*Data entries:*
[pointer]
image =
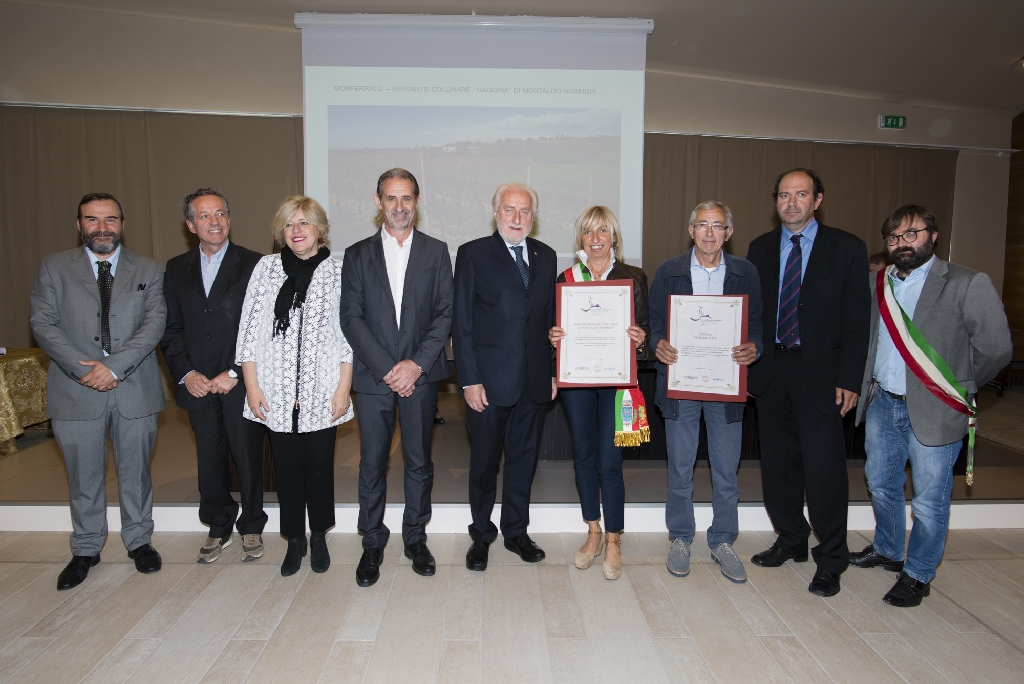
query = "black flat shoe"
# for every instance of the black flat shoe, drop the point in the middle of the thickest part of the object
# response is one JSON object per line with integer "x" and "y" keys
{"x": 423, "y": 560}
{"x": 369, "y": 569}
{"x": 774, "y": 557}
{"x": 870, "y": 558}
{"x": 146, "y": 559}
{"x": 320, "y": 558}
{"x": 293, "y": 557}
{"x": 907, "y": 592}
{"x": 76, "y": 571}
{"x": 523, "y": 547}
{"x": 476, "y": 557}
{"x": 824, "y": 583}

*Task goal:* Go through the material above and print all of it exactly, except the pictures.

*Worked solution:*
[pointer]
image =
query = "black flat shoe"
# for every instance of the black flat shoe, drop the point in the middle of the thickest part of the object
# response is one JSON object per line with integer "x" and "y" keys
{"x": 423, "y": 560}
{"x": 369, "y": 569}
{"x": 774, "y": 557}
{"x": 870, "y": 558}
{"x": 146, "y": 559}
{"x": 320, "y": 558}
{"x": 293, "y": 557}
{"x": 907, "y": 592}
{"x": 76, "y": 571}
{"x": 523, "y": 547}
{"x": 476, "y": 557}
{"x": 824, "y": 583}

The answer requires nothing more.